◆ WHAT THE TASK ASKS ◆
Give the number of lines below that contain "holding", with no other output.
*** EXERCISE INPUT Section Begins ***
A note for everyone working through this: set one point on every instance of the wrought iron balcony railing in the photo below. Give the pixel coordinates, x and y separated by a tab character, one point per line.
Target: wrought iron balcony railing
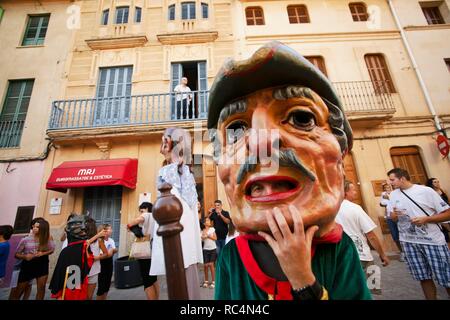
128	110
359	97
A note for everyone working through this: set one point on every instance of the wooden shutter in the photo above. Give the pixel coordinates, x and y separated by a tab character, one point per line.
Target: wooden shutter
254	15
409	159
319	62
298	14
359	11
433	15
379	73
36	30
24	216
209	183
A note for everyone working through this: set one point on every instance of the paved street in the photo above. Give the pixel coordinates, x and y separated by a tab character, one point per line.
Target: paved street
396	284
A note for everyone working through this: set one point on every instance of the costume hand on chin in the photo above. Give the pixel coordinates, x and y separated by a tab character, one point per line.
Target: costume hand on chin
293	249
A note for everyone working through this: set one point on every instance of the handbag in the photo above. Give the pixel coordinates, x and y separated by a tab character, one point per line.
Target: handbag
140	248
439	226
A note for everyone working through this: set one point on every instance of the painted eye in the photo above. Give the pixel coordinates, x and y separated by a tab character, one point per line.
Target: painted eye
302	120
235	131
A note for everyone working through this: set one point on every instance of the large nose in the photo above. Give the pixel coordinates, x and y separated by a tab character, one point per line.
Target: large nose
262	135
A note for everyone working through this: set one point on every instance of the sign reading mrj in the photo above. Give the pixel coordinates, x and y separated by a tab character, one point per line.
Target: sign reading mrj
84	175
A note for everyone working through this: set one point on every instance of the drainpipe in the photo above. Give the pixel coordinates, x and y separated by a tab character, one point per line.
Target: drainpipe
416	69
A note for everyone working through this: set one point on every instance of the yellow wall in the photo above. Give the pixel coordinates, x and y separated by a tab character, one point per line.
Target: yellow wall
430	47
46	64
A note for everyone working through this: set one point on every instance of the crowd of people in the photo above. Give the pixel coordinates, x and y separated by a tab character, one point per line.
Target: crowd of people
417	217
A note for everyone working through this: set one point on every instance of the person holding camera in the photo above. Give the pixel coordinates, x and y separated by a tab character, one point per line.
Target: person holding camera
*** EXERCISE INPUT Section Ends ***
◆ OUTPUT ◆
2